GIVEN INFORMATION: Begin

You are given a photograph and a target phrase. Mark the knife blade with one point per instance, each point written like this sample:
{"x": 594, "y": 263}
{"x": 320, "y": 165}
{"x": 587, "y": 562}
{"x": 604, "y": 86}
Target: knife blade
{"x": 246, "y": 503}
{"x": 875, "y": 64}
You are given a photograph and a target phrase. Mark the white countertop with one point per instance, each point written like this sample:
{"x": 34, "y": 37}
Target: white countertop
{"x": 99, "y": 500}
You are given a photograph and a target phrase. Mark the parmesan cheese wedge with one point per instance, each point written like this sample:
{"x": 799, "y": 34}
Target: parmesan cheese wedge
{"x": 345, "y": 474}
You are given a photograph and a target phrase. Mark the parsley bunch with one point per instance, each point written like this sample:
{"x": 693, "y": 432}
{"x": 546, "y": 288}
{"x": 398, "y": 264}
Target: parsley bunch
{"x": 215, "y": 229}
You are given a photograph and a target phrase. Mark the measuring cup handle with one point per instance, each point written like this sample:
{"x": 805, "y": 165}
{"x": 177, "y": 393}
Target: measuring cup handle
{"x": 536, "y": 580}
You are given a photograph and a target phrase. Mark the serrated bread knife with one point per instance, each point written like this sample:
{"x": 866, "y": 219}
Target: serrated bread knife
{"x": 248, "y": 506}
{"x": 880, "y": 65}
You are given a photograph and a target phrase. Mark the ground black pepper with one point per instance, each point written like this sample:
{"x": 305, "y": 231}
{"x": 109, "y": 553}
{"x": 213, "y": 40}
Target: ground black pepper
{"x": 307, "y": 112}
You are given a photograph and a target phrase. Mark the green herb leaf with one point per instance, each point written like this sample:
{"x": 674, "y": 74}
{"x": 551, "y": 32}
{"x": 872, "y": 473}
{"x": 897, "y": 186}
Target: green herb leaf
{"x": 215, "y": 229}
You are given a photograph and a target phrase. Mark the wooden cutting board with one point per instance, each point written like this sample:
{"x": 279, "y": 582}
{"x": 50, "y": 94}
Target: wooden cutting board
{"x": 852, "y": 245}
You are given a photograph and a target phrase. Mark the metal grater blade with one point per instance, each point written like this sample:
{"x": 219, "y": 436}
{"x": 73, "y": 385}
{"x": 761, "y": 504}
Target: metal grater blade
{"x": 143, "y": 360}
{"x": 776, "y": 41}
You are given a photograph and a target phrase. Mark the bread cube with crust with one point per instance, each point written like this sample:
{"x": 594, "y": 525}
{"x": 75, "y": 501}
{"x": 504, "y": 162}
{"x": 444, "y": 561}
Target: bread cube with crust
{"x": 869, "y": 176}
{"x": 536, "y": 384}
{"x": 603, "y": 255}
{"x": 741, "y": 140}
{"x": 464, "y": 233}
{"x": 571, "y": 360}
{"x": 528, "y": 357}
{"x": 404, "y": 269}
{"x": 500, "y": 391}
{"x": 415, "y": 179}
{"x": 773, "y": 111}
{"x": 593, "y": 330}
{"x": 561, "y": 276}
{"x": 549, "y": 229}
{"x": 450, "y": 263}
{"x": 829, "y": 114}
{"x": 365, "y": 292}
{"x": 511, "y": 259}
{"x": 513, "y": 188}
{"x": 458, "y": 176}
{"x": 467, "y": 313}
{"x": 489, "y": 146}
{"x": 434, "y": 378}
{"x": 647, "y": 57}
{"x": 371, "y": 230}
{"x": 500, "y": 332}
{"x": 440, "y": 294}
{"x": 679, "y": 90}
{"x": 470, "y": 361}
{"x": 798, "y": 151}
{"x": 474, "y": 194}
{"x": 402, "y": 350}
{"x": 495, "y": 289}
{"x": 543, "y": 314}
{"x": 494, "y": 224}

GIVEN INFORMATION: End

(TRY IT)
Restate all of the data above. Match it word for word.

(OUTPUT OF THE EXERCISE)
You are given a photograph and a target phrase. Mark the knife blade with one point per instance, each point written like this sample:
{"x": 594, "y": 263}
{"x": 320, "y": 165}
{"x": 587, "y": 562}
{"x": 604, "y": 86}
Target: knife blade
{"x": 246, "y": 503}
{"x": 875, "y": 64}
You are given a photograph and a target phrase. Mark the white countertop with one point per instance, each point written like this sample:
{"x": 34, "y": 37}
Target: white countertop
{"x": 99, "y": 500}
You are given a photograph and a target phrase. Mark the parmesan cheese wedge with one point per instance, each point written like this sample:
{"x": 799, "y": 34}
Target: parmesan cheese wedge
{"x": 345, "y": 474}
You are given a photograph and a target phrase. Mark the parsley bunch with one point per instance, each point written like this sample:
{"x": 693, "y": 432}
{"x": 546, "y": 288}
{"x": 398, "y": 264}
Target: parsley bunch
{"x": 215, "y": 229}
You are given a photograph and a target phrase. Mark the measuring cup handle with one point per instance, each point written like this sample:
{"x": 805, "y": 165}
{"x": 177, "y": 393}
Target: measuring cup handle
{"x": 536, "y": 580}
You are given a photograph and a target phrase. Mark the serrated bread knife with one point per instance, each point written like this sample:
{"x": 866, "y": 219}
Target: serrated bread knife
{"x": 248, "y": 506}
{"x": 880, "y": 65}
You are given a photograph and a target phrase. Mark the ground black pepper with one point per instance, each point written like this sample:
{"x": 305, "y": 231}
{"x": 109, "y": 553}
{"x": 213, "y": 40}
Target: ground black pepper
{"x": 307, "y": 112}
You are given a photograph and a target phrase. Mark the green herb leaf with one point per instance, each point written like this sample:
{"x": 674, "y": 74}
{"x": 551, "y": 32}
{"x": 872, "y": 473}
{"x": 897, "y": 186}
Target: green herb leaf
{"x": 215, "y": 229}
You are given a photograph and a target phrase. Mark the wooden cutting board with one point per instance, each point written like this sample:
{"x": 279, "y": 582}
{"x": 50, "y": 94}
Target: wooden cutting board
{"x": 852, "y": 245}
You are given a photograph and a target phrase. Mark the metal grater blade with one point per instance, each point written like this sample:
{"x": 219, "y": 436}
{"x": 73, "y": 385}
{"x": 761, "y": 504}
Target: metal grater blade
{"x": 143, "y": 360}
{"x": 776, "y": 41}
You are given a photograph and a target phrase. Mark the bread cube with crust with one point per instance, each point written like this sample:
{"x": 594, "y": 525}
{"x": 75, "y": 501}
{"x": 504, "y": 162}
{"x": 444, "y": 561}
Target: bread cube with crust
{"x": 869, "y": 176}
{"x": 536, "y": 384}
{"x": 603, "y": 255}
{"x": 741, "y": 140}
{"x": 464, "y": 233}
{"x": 571, "y": 360}
{"x": 528, "y": 357}
{"x": 404, "y": 269}
{"x": 500, "y": 391}
{"x": 415, "y": 179}
{"x": 773, "y": 111}
{"x": 593, "y": 330}
{"x": 561, "y": 276}
{"x": 549, "y": 229}
{"x": 450, "y": 263}
{"x": 829, "y": 114}
{"x": 365, "y": 292}
{"x": 511, "y": 259}
{"x": 513, "y": 188}
{"x": 458, "y": 176}
{"x": 467, "y": 313}
{"x": 489, "y": 146}
{"x": 434, "y": 378}
{"x": 647, "y": 57}
{"x": 371, "y": 230}
{"x": 500, "y": 332}
{"x": 440, "y": 294}
{"x": 679, "y": 90}
{"x": 470, "y": 361}
{"x": 798, "y": 151}
{"x": 474, "y": 194}
{"x": 402, "y": 350}
{"x": 495, "y": 289}
{"x": 543, "y": 314}
{"x": 494, "y": 224}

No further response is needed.